» Try it: Would you return every entry below without a single difference?

» Records for this task:
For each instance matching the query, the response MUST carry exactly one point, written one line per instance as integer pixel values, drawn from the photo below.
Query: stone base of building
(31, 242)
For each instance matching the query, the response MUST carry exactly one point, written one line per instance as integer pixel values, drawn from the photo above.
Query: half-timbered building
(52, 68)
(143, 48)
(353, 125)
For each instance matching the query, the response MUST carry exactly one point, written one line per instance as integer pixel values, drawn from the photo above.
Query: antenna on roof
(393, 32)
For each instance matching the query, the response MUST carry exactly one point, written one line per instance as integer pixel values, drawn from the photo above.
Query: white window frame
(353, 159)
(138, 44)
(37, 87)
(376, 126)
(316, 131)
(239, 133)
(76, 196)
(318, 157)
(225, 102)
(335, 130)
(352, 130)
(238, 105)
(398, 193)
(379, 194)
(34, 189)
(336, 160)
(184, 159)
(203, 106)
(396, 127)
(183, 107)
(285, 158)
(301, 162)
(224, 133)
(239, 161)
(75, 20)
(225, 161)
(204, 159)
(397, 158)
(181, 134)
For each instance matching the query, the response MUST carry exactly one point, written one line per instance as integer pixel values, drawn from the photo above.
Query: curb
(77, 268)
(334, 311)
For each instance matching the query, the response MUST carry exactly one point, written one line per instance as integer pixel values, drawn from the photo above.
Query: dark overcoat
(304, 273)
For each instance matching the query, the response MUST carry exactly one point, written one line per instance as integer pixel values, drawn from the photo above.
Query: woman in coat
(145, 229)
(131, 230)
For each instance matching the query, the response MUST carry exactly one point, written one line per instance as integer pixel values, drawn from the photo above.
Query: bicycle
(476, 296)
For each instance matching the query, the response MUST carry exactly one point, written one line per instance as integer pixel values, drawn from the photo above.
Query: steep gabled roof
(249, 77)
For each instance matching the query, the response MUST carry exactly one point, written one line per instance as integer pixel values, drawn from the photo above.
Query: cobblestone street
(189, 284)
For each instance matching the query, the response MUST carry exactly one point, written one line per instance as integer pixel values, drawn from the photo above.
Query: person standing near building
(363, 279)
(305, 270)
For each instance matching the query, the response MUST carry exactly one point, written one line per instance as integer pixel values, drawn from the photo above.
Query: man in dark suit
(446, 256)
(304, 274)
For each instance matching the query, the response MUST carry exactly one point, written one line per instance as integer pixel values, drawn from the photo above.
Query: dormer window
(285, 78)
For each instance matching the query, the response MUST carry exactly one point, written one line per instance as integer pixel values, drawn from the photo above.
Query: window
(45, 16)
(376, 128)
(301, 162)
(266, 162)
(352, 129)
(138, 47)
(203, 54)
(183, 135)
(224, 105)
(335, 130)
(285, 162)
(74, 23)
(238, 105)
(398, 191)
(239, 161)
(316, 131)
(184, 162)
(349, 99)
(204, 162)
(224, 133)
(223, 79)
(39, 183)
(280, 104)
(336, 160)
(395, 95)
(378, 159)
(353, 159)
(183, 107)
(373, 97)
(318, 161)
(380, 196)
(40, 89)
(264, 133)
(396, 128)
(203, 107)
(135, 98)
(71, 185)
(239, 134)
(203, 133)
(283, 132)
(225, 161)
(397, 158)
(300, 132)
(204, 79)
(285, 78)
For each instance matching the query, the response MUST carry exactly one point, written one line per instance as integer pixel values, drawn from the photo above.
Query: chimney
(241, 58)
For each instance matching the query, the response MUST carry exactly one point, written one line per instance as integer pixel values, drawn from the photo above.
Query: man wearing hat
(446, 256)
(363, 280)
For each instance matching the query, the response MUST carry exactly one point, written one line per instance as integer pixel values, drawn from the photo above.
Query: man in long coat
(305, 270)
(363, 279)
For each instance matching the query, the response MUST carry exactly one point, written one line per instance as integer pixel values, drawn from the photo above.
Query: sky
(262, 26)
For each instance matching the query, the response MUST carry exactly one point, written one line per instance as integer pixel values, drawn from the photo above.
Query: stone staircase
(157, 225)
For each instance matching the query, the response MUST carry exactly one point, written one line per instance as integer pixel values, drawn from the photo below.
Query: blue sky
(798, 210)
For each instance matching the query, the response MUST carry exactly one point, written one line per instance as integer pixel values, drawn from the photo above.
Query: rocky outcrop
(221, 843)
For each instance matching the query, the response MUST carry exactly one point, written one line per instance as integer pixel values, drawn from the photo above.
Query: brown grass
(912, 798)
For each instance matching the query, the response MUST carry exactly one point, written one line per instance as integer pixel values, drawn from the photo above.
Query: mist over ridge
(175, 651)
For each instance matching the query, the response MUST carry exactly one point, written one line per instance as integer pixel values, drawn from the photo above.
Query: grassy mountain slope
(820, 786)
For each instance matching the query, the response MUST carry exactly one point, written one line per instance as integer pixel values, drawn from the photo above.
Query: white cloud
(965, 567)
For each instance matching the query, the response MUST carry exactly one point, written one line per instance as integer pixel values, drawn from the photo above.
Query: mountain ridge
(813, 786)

» Answer to the exercise:
For each instance matching the query, the response MUST carry exactly one point, written one line per instance as integer pixel values, drawn from the photo below.
Query: stone base of building
(31, 242)
For each instance matching the query, the response MUST carry exactly one point, written one line per instance as integer pixel values, drawn from the photo above.
Query: half-timbered building
(52, 68)
(143, 48)
(353, 125)
For each instance matching the query, the response MUST carry exactly one point, written one line per instance as integer pixel values, drawn from the photo above.
Query: antenna on roof
(393, 32)
For each instance matching the query, the response MUST carry exactly one point, written one line per instance as integer pixel values, drawn from the photo above.
Query: white window frame
(353, 159)
(138, 44)
(37, 87)
(376, 126)
(316, 131)
(239, 133)
(76, 196)
(318, 157)
(225, 102)
(335, 130)
(352, 130)
(238, 105)
(398, 193)
(379, 194)
(34, 189)
(336, 160)
(184, 159)
(203, 106)
(396, 127)
(183, 107)
(285, 158)
(301, 162)
(224, 133)
(239, 161)
(75, 20)
(225, 161)
(204, 159)
(397, 158)
(181, 134)
For each instance matching the query, the response MUST carry exactly one point, written one line per instance as integer pixel values, drawn from the photo above.
Query: curb
(77, 268)
(334, 311)
For each instance matching the query, the response MUST carry exactly one point, written one line per instance as integer pixel values, drawn from the photo above.
Query: dark overcoat
(304, 273)
For each instance matching the query, the response MUST carry exactly one point, written one line per instance as integer pixel values, drawn from the photo above.
Query: woman in coat
(145, 229)
(131, 230)
For each instance matching the query, the response MUST carry exactly one point, written one line per instance as integer pixel values, drawn from the photo above.
Query: bicycle
(476, 296)
For each instance matching the query, the response MUST carry exactly one point, written one line per instance as integer pixel values, drawn from the photo above.
Query: steep gabled roof
(249, 77)
For each instance matching the query, the response MUST carry exactly one point, written one line per instance as integer pixel values, drawn from the photo above.
Query: cobblestone street
(189, 284)
For each instance matching the query, the response MUST carry exactly one point, written one line per instance as integer pixel values, drawn from the photo above.
Query: person standing near building
(363, 279)
(305, 270)
For each instance matching the query, the response MUST carry exactly one point, written one line per instance as integer pixel values, drawn from the photo above.
Query: man in dark suit
(446, 256)
(304, 274)
For each instance matching the query, the response MUST carry exactly one point, written one line per instance as integer pixel values, drawn from the photo above.
Query: dormer window
(285, 78)
For each instance matching the query, the response MUST carry exactly one point, written one line per instance as integer pixel values, drawn from the photo above.
Query: window
(45, 16)
(376, 128)
(301, 162)
(266, 162)
(352, 129)
(138, 47)
(203, 54)
(183, 135)
(224, 105)
(335, 130)
(285, 162)
(74, 23)
(238, 105)
(398, 191)
(239, 161)
(316, 131)
(184, 162)
(349, 99)
(204, 162)
(224, 133)
(223, 79)
(39, 183)
(280, 104)
(336, 160)
(395, 95)
(378, 159)
(353, 159)
(183, 107)
(373, 97)
(318, 161)
(380, 196)
(40, 89)
(264, 133)
(396, 128)
(203, 107)
(135, 98)
(71, 185)
(239, 134)
(203, 133)
(283, 132)
(225, 161)
(397, 158)
(300, 132)
(204, 79)
(285, 78)
For each instance matching the query, the response MUST carry exactly one point, written one line per instance as integer pixel values, drawn from the photo above.
Query: chimney
(241, 58)
For each instance matching the query, the response MUST carry exactly one point, written one line per instance as integer pixel values, drawn from the photo above.
Query: man wearing hat
(446, 256)
(363, 280)
For each instance matching the query, the response MUST carry exactly one point, written one line per instance as integer pixel values, drawn from the photo above.
Query: man in long coat
(305, 270)
(363, 279)
For each instance matching the query, the response MUST carry exactly one point, written one line per instance as integer pixel values, drawn from the photo above.
Query: sky
(262, 26)
For each instance matching the query, the response MUST carry exactly one point, written one line per instance as integer pixel values, drawn from the photo above.
Query: stone staircase
(157, 225)
For each instance matching the query, the response MUST carry exactly one point, written one line per instance as integer pixel values, drawn from the photo below.
Query: blue sky
(798, 210)
For each instance matching the query, the response MUST carry exactly one point, written one line per instance as integer pixel values, drawn from the photo above.
Query: rocky outcrop
(221, 843)
For each instance matching the query, the response MUST carry exactly one point, written one line per instance as integer pixel values, drawn from the photo above.
Query: brown grass
(912, 798)
For each instance matching the query, the response MUST carry exactly one point, written one line per instance as integer pixel values, drawn from the photo above.
Query: mist over ridge
(175, 651)
For each instance matching the query, the response MUST carry exactly one point, written one line per instance as integer pixel values, drawn from the photo above.
Query: grassy mountain slope
(820, 786)
For each instance matching the query, the response MUST carry exactly one point, written one line per instance as integer pixel values, drawn from the photo above.
Query: white cloud
(965, 567)
For each instance matching the query, the response MUST carry exactly one point, written one line per instance as integer pixel values, drawn from the photo above.
Query: mountain ridge
(813, 786)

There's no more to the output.